• [EXERCISE DETAILS]: Return only the lines running from the first line of the listing through the one with "--target conifer branch", unchanged.

(PROVIDED MATERIAL Opens)

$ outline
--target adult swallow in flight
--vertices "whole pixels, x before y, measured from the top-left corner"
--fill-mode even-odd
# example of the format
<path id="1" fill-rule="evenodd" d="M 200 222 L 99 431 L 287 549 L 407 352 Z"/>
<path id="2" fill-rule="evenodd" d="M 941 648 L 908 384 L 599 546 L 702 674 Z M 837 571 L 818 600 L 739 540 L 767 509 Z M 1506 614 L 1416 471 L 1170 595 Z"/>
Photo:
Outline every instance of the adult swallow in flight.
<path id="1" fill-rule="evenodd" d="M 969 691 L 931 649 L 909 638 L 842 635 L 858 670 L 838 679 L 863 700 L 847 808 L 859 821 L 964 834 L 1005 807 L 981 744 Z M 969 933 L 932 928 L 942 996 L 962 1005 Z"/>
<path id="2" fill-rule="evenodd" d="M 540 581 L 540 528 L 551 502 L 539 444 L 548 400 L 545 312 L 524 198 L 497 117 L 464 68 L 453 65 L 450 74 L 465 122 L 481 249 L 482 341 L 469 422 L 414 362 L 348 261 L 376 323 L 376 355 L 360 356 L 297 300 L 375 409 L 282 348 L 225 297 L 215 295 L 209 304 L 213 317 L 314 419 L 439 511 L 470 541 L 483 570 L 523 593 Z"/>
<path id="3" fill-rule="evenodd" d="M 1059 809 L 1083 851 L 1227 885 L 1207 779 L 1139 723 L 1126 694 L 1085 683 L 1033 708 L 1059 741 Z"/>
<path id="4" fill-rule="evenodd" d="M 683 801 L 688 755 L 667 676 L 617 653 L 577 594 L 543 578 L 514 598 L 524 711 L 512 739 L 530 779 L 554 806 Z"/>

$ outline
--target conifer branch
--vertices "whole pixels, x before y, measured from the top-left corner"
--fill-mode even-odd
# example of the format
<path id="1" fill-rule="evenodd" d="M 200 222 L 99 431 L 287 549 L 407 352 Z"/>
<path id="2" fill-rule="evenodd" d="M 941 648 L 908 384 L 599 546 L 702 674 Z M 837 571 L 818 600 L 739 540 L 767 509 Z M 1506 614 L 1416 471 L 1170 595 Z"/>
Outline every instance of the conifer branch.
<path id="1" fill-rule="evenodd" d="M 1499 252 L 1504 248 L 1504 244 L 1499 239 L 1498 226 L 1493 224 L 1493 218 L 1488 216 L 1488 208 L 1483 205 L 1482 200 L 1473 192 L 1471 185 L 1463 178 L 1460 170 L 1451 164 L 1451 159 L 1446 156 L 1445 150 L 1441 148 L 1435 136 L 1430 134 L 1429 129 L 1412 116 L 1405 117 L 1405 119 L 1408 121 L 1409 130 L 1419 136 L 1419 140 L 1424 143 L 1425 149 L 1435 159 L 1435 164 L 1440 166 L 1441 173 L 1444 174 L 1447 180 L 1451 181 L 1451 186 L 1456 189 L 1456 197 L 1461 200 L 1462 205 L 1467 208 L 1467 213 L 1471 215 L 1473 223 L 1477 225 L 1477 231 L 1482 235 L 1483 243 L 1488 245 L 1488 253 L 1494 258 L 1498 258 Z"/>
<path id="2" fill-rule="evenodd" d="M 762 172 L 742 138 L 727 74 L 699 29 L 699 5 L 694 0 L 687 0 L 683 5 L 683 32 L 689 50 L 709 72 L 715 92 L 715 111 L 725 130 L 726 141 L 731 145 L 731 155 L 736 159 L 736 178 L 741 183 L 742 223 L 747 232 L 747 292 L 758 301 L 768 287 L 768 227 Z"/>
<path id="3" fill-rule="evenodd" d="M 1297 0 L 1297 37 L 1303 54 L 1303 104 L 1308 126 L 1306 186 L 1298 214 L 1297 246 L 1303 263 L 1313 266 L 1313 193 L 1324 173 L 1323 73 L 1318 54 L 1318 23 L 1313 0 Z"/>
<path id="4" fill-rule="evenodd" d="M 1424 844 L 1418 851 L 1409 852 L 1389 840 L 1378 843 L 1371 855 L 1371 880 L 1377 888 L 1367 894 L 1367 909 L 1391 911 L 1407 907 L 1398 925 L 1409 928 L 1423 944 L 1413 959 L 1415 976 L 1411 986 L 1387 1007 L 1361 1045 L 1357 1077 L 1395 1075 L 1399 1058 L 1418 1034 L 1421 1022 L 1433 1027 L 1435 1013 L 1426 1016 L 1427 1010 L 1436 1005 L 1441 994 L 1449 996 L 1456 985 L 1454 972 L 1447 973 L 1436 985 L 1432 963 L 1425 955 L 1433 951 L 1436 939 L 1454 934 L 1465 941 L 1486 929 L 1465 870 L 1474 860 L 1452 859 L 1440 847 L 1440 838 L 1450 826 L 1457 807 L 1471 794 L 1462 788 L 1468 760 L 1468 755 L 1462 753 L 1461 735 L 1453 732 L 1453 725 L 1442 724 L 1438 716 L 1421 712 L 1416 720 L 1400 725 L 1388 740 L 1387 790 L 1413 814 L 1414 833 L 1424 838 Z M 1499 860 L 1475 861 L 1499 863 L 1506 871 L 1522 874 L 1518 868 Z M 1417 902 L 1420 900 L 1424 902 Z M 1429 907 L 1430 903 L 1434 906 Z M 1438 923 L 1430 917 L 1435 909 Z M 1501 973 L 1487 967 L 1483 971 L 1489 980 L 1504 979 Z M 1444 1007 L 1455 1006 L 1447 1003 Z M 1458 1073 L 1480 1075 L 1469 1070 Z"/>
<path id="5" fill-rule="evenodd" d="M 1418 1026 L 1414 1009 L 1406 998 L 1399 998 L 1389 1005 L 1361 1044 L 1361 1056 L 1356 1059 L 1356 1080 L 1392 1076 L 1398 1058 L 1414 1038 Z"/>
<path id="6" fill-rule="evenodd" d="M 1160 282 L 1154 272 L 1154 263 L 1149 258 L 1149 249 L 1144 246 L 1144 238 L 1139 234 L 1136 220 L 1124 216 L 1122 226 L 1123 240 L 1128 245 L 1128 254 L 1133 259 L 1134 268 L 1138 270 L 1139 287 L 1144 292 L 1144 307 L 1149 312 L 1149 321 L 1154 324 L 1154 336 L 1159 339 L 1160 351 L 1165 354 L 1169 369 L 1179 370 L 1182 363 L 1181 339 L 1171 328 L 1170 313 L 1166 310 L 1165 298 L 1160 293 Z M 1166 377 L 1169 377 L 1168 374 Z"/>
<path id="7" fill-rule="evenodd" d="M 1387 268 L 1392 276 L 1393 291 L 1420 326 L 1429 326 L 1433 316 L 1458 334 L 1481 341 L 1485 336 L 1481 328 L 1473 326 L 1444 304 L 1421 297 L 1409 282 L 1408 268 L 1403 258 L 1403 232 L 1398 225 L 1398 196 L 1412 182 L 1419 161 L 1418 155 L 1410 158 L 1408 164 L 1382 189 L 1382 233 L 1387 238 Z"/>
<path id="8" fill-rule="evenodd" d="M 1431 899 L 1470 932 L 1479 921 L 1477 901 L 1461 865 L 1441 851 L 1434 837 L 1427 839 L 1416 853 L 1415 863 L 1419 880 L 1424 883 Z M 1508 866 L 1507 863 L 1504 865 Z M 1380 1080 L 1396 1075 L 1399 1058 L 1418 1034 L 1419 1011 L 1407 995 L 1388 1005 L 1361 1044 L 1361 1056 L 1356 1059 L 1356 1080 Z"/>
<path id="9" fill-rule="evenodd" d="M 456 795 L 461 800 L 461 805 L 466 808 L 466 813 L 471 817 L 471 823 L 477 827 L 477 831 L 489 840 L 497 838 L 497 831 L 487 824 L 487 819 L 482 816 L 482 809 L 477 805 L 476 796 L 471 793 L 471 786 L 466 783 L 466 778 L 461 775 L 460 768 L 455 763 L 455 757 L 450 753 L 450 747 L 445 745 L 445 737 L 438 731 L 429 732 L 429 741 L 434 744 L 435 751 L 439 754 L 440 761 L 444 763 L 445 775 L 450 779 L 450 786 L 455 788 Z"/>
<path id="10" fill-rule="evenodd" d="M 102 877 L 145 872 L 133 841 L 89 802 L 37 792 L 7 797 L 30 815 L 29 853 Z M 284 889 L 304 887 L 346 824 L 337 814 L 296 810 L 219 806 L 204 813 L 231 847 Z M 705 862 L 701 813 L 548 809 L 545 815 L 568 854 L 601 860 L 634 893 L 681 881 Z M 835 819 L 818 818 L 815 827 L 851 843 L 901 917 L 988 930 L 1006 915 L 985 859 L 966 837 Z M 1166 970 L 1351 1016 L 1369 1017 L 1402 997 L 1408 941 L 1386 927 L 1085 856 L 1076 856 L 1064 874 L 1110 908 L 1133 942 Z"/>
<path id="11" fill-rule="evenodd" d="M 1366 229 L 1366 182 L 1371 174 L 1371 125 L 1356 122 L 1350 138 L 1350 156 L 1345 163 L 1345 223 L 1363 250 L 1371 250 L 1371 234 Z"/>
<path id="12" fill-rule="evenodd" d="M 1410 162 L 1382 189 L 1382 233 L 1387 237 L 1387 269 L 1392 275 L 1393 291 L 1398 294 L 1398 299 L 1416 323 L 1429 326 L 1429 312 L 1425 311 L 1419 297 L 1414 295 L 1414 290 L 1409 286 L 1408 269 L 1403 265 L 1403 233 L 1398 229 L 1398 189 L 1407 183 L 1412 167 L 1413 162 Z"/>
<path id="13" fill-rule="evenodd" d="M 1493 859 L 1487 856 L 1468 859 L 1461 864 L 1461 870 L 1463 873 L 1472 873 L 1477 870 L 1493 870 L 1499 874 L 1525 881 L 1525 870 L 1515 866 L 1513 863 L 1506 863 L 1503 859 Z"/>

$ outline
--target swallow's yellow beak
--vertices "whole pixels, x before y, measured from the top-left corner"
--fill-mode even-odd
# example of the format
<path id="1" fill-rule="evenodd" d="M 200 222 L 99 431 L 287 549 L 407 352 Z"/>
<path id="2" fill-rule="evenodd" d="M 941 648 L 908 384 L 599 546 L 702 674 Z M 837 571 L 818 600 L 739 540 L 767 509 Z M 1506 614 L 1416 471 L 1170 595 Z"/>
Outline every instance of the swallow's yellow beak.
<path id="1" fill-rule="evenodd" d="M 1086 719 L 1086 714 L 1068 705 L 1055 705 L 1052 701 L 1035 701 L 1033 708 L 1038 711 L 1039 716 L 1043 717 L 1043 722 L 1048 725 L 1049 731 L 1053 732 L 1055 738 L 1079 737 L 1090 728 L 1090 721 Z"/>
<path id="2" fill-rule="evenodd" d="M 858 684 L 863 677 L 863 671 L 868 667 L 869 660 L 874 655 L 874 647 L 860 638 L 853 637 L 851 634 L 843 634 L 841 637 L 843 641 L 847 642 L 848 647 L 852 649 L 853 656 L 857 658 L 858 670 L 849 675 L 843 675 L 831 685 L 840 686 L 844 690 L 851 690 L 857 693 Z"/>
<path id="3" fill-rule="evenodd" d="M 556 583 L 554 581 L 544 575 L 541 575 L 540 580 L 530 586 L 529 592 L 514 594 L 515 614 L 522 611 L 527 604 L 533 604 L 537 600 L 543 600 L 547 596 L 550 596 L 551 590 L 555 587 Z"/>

(PROVIDED MATERIAL Closes)

• [ANSWER TO THE EXERCISE]:
$ outline
--target adult swallow in flight
--vertices "whole pixels, x before y, measured from the top-left corner"
--fill-mode even-odd
# example of the format
<path id="1" fill-rule="evenodd" d="M 200 222 L 99 431 L 287 549 L 407 352 Z"/>
<path id="2" fill-rule="evenodd" d="M 941 648 L 908 384 L 599 546 L 702 674 Z M 837 571 L 818 600 L 739 540 L 767 509 Z M 1506 614 L 1416 471 L 1170 595 Z"/>
Photo:
Outline every instance of the adult swallow in flight.
<path id="1" fill-rule="evenodd" d="M 969 691 L 931 649 L 909 638 L 842 635 L 858 670 L 838 679 L 863 700 L 847 808 L 859 821 L 964 834 L 1005 807 L 981 744 Z M 969 933 L 932 928 L 942 996 L 962 1005 Z"/>
<path id="2" fill-rule="evenodd" d="M 540 581 L 540 528 L 551 502 L 539 444 L 548 400 L 545 312 L 524 198 L 497 117 L 464 68 L 453 65 L 450 74 L 465 122 L 481 249 L 482 341 L 469 422 L 414 362 L 348 261 L 376 323 L 376 355 L 360 356 L 297 300 L 375 409 L 282 348 L 225 297 L 215 295 L 209 304 L 213 317 L 314 419 L 439 511 L 470 541 L 483 570 L 523 593 Z"/>
<path id="3" fill-rule="evenodd" d="M 1059 809 L 1083 851 L 1227 885 L 1207 779 L 1139 723 L 1126 694 L 1085 683 L 1033 708 L 1059 741 Z"/>
<path id="4" fill-rule="evenodd" d="M 683 801 L 688 755 L 667 676 L 617 653 L 577 594 L 543 578 L 514 598 L 524 711 L 512 739 L 530 779 L 554 806 Z"/>

$ outline
--target conifer branch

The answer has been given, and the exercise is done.